国外马克思主义哲学研究的当代视野(专题讨论)拒斥与认可:哈贝马斯科技理性批判中的社会发展动力观
2012-04-11郑忆石
郑忆石
(华东师范大学哲学系,上海200241)
国外马克思主义哲学研究的当代视野(专题讨论)拒斥与认可:哈贝马斯科技理性批判中的社会发展动力观
郑忆石
(华东师范大学哲学系,上海200241)
哈贝马斯在传承早期法兰克福学派的科技理性批判思想,寻求科技理性的方法论根据中,从认识论、社会学两个维度批判了实证主义科学观,并从主体价值维度,通过揭示科学技术发展对自然、社会、人的发展的负面影响,否定了科学技术的社会发展动力价值。但哈贝马斯在科学技术问题上所体现的“中性”立场,又使他在肯定科学技术成为第一生产力的同时,认可了科学技术对社会发展的动力作用。
哈贝马斯;科技理性;社会发展动力
对于科学技术的价值,马克思的观点无疑是辩证的:既肯定其是生产力和社会发展的巨大动力,又批判其在资本主义下的运用给自然、人、社会造成的否定性后果。
沿着马克思的理论轨迹,哈贝马斯在传承早期法兰克福学派的科技理性批判思想中,通过对科学技术社会作用的再考察,表达了对科学技术社会发展动力作用的理解上,拒斥与认可的双重性。
一、批判:寻求科技理性的方法论根据
作为人道主义的西方马克思主义者,哈贝马斯似其前辈:关注现代资本主义的普遍危机;批判科学技术与资本主义统治的结合而“奴役了人”;认为晚期资本主义社会通过科学和技术的合理形式,“即体现在目的理性活动系统中的合理性”,在扩大为整个社会的生活方式并“成为生活世界的‘历史的总体性’”[1]26中,控制了社会和人。
如同早期法兰克福学派的代表们总是力图从方法论角度,追寻科技理性的“工具性”、“目的性”根源一样,哈贝马斯通过分析“理论”概念,比较“经验—分析的科学”和“历史—解释学的科学”的同异,而将两者的理论基础,归结为实证主义。

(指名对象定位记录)
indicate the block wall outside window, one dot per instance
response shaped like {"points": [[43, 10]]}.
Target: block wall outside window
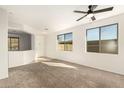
{"points": [[103, 39], [65, 42]]}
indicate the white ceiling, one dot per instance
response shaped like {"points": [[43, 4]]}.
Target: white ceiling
{"points": [[54, 17]]}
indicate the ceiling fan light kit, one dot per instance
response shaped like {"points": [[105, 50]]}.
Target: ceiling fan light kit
{"points": [[90, 13]]}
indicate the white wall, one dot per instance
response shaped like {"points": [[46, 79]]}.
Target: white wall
{"points": [[108, 62], [3, 44], [40, 45], [18, 58]]}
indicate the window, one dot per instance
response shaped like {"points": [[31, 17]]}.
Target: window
{"points": [[13, 43], [103, 39], [65, 42]]}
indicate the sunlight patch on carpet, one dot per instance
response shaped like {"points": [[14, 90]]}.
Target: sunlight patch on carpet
{"points": [[59, 65]]}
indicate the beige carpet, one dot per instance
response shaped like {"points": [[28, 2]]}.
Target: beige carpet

**练习说明:**
1 > 请抄写上方哈贝马斯科技理性批判节选中从“哈贝马斯在传承早期法兰克福学派的科技理性批判思想,寻求科”一直到“的运用给自然、人、社会造成的否定性后果。”的文字，一字不改。
2 > 根据上方关于哈贝马斯的节选，回答下列问题：
(a) 作者郑忆石署名的单位是哪里？
(b) 哈贝马斯从哪两个维度批判了实证主义科学观？
(c) 哈贝马斯把“经验—分析的科学”和“历史—解释学的科学”的理论基础归结为什么？

**参考答案:**
1 >
哈贝马斯在传承早期法兰克福学派的科技理性批判思想,寻求科技理性的方法论根据中,从认识论、社会学两个维度批判了实证主义科学观,并从主体价值维度,通过揭示科学技术发展对自然、社会、人的发展的负面影响,否定了科学技术的社会发展动力价值。但哈贝马斯在科学技术问题上所体现的“中性”立场,又使他在肯定科学技术成为第一生产力的同时,认可了科学技术对社会发展的动力作用。
哈贝马斯;科技理性;社会发展动力
对于科学技术的价值,马克思的观点无疑是辩证的:既肯定其是生产力和社会发展的巨大动力,又批判其在资本主义下的运用给自然、人、社会造成的否定性后果。

2 >
(a) 华东师范大学哲学系（上海200241）。
(b) 认识论和社会学。
(c) 实证主义。